*Exercise aim*.
In the post "I need a pause button," what subject did the writer study in college?

*Supplied passage*.
-*-
Thursday, September 17, 2009

I need a pause button

It's happening again. It's been happening steadily and perceptibly every year of my life, so I don't know why I'm wasting time remarking on it, except that doing so is getting me to sit down and write. Obviously, I've not been making myself do that much lately, and it's certainly not for lack of material.

Anyway, the phenomenon about which I am circling is the acceleration of time. Back in the pre-Internet Dark Ages when I studied physics in college, I'm pretty sure I remember reading that if you are traveling at relativistic speeds (like, much faster than the rate at which I have to travel in order to catch a rapidly crawling rugrat before she reaches the stairs) that time as we know it slows down. So does it follow that if I'm moving at an absolutely anti-relativistic slog, that time speeds up? Because that is what it feels like.

Things are a little better since school started again. It was tougher than I expected having the extra week of summer this year, due to Northern Virginia's stubborn insistence that school can't start before Labor Day even when that means waiting almost a third of the way through September. Having kids who are a little older is both a blessing and a curse; they are both more capable of entertaining themselves, and more likely to come complain about being bored when stuck inside on a rainy day and we've already been to the library. We had a number of excursions this summer, and a nice weeklong visit from Nana, but by September I think we were all thoroughly tired of being in the same house. Having looked forward to having half my houseful gainfully employed for most of the day, I still had to stop and count their ages on my fingers to be sure I could really have two kids getting on a school bus, and a third going to preschool.
-*-
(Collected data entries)
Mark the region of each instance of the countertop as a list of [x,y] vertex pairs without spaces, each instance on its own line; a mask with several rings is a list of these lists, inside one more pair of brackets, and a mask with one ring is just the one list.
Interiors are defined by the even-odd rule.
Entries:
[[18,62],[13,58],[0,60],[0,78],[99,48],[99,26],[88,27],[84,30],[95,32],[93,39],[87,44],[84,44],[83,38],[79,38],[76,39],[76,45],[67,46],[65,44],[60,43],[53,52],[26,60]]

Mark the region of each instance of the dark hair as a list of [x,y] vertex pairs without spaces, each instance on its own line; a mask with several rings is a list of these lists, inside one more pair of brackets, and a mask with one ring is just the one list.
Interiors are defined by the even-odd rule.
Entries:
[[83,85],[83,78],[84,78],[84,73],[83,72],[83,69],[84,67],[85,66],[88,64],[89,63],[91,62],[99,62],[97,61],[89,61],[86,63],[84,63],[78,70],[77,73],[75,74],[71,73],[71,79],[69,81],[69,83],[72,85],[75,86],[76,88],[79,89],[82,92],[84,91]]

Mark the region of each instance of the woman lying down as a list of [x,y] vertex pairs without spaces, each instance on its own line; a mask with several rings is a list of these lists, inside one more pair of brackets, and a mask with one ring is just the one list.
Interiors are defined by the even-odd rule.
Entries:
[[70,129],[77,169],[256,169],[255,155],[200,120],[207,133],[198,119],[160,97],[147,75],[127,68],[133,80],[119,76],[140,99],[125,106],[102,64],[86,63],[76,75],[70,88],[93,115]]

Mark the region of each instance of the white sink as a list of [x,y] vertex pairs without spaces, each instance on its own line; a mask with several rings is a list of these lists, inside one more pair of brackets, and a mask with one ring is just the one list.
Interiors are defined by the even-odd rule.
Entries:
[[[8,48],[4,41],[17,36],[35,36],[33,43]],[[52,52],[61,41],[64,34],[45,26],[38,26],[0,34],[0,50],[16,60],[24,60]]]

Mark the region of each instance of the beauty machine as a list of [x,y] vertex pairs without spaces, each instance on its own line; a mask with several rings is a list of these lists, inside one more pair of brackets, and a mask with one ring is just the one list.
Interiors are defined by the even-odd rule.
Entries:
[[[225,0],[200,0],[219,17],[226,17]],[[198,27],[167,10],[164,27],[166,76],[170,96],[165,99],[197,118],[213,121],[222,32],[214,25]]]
-*-
*Worked solution*.
Physics.